--- Dataset rows ---

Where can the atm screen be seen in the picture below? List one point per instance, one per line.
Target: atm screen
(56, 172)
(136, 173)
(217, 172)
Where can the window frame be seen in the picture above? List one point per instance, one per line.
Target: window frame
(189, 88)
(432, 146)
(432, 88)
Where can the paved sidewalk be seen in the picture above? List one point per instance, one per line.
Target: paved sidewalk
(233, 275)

--- Exercise task ---
Reproduce all of the lines above verbatim, preserving every character, the spacing, and the line breaks.

--- Output for this task ---
Where can the atm screen be seen in the picture below? List one point per instance, one per line.
Target: atm screen
(56, 172)
(136, 173)
(217, 172)
Where can the window frame be seen in the picture above? List one point per instance, one per line.
Target: window frame
(189, 88)
(432, 146)
(432, 88)
Where can the paved sidewalk be seen in the picture above? List one point per instance, one per line.
Target: paved sidewalk
(233, 275)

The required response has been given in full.